BEGIN RECORDS FOR PROCESSING

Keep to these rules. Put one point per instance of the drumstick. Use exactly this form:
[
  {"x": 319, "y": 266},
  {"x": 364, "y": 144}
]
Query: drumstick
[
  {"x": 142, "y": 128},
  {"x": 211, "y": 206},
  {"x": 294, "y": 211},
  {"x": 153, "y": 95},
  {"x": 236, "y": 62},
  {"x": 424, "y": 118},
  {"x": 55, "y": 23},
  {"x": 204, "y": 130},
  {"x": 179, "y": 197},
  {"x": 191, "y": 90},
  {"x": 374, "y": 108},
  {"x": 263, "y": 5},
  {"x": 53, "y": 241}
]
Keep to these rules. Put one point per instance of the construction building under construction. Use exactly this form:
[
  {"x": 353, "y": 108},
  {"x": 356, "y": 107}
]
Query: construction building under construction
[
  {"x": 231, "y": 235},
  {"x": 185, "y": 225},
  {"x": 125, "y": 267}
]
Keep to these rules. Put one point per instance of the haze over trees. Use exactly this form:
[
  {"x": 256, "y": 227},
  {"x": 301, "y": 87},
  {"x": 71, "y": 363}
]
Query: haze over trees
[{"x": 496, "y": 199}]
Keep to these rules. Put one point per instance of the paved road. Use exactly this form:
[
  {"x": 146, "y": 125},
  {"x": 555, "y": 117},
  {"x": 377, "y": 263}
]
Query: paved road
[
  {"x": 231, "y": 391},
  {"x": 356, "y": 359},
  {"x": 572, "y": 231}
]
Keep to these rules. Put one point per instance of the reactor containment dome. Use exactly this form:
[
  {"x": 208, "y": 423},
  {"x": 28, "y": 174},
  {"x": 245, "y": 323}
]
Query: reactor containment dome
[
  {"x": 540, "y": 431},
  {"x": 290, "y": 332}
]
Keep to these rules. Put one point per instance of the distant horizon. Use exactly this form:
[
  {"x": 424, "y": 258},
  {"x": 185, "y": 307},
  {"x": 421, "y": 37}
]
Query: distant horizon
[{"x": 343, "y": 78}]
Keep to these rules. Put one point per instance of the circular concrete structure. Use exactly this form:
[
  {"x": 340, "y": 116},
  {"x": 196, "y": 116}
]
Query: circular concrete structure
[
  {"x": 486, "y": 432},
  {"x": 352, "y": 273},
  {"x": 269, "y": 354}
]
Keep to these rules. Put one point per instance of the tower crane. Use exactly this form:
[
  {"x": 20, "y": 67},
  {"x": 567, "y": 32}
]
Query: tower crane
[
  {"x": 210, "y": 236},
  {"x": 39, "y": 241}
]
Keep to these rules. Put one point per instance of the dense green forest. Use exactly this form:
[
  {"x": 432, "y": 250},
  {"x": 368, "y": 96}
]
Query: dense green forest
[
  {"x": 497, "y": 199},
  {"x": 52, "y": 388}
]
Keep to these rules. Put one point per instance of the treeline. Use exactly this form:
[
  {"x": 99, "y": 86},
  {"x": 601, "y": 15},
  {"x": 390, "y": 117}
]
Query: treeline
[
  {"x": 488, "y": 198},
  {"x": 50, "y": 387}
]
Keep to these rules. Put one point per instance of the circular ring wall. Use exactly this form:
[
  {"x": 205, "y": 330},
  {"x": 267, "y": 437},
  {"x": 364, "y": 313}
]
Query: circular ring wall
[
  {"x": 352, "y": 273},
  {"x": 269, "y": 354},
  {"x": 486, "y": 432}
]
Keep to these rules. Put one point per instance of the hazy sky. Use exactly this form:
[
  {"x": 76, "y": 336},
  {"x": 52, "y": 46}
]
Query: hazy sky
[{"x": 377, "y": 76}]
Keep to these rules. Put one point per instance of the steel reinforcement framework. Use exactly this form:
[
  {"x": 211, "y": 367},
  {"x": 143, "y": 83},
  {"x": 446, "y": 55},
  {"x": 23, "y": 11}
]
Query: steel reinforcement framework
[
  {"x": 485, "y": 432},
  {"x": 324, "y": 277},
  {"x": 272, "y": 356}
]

END RECORDS FOR PROCESSING

WORK TO COMPLETE: Copy each entry exactly, with nothing added or dropped.

ANSWER FOR THIS EXERCISE:
Keep to these rules. Put one point per instance of the drumstick. Use exactly this form:
[
  {"x": 319, "y": 266},
  {"x": 364, "y": 144}
]
Query: drumstick
[
  {"x": 142, "y": 128},
  {"x": 211, "y": 206},
  {"x": 294, "y": 211},
  {"x": 153, "y": 95},
  {"x": 236, "y": 62},
  {"x": 424, "y": 118},
  {"x": 55, "y": 23},
  {"x": 204, "y": 130},
  {"x": 179, "y": 197},
  {"x": 191, "y": 90},
  {"x": 374, "y": 108},
  {"x": 263, "y": 5},
  {"x": 53, "y": 241}
]
Keep to these rules. Put one point per instance of the construction building under construction. Use exactly this form:
[
  {"x": 353, "y": 108},
  {"x": 356, "y": 107}
]
Query: construction building under construction
[
  {"x": 231, "y": 235},
  {"x": 185, "y": 225},
  {"x": 125, "y": 267}
]
Keep to these rules. Put one point per instance of the haze over trees. Use exactly this form:
[
  {"x": 256, "y": 227},
  {"x": 301, "y": 87},
  {"x": 71, "y": 363}
]
Query: haze over trees
[{"x": 496, "y": 199}]
Keep to these rules. Put one point per instance of the paved road. Use exactly this form:
[
  {"x": 146, "y": 125},
  {"x": 555, "y": 117},
  {"x": 377, "y": 263}
]
Query: paved road
[
  {"x": 231, "y": 391},
  {"x": 356, "y": 359},
  {"x": 572, "y": 231}
]
Keep to these rules. Put one point per instance of the reactor containment dome. Use exactly this form:
[
  {"x": 208, "y": 423},
  {"x": 28, "y": 174},
  {"x": 245, "y": 323}
]
Query: reactor containment dome
[
  {"x": 540, "y": 431},
  {"x": 290, "y": 332}
]
Keep to these rules. Put one point per instance of the distant horizon. Use exactly this form:
[
  {"x": 424, "y": 258},
  {"x": 185, "y": 307},
  {"x": 421, "y": 37}
]
Query: distant horizon
[{"x": 343, "y": 78}]
Keep to these rules. Put one point per instance of the circular concrete structure. Use exactly this form:
[
  {"x": 340, "y": 116},
  {"x": 196, "y": 116}
]
Query: circular concrete structure
[
  {"x": 486, "y": 432},
  {"x": 352, "y": 273},
  {"x": 269, "y": 354}
]
Keep to these rules. Put one point per instance of the tower crane. Use exactly this form:
[
  {"x": 20, "y": 67},
  {"x": 567, "y": 32}
]
Query: tower crane
[
  {"x": 210, "y": 236},
  {"x": 39, "y": 241}
]
Keep to these rules. Put one point per instance of the dense green forest. Use exactly this form:
[
  {"x": 432, "y": 250},
  {"x": 368, "y": 96}
]
Query: dense green forest
[
  {"x": 497, "y": 199},
  {"x": 52, "y": 388}
]
Keep to these rules. Put one point per instance of the treeline. Use exactly this form:
[
  {"x": 99, "y": 86},
  {"x": 601, "y": 15},
  {"x": 390, "y": 117}
]
Query: treeline
[
  {"x": 488, "y": 198},
  {"x": 50, "y": 387}
]
Keep to these rules. Put one point per instance of the circular ring wall. Use exactly this form:
[
  {"x": 205, "y": 330},
  {"x": 267, "y": 437},
  {"x": 364, "y": 313}
]
Query: circular ring wall
[
  {"x": 352, "y": 273},
  {"x": 269, "y": 354},
  {"x": 486, "y": 432}
]
Keep to these rules. Put one point per instance of the hazy sky. Use exactly this form:
[
  {"x": 76, "y": 336},
  {"x": 52, "y": 46}
]
Query: hazy sky
[{"x": 377, "y": 76}]
Keep to these rules. Put one point per instance of the steel reinforcement framework. Use exactly this form:
[
  {"x": 211, "y": 367},
  {"x": 143, "y": 83},
  {"x": 446, "y": 55},
  {"x": 23, "y": 11}
]
Query: steel reinforcement framework
[
  {"x": 485, "y": 432},
  {"x": 324, "y": 277},
  {"x": 272, "y": 356}
]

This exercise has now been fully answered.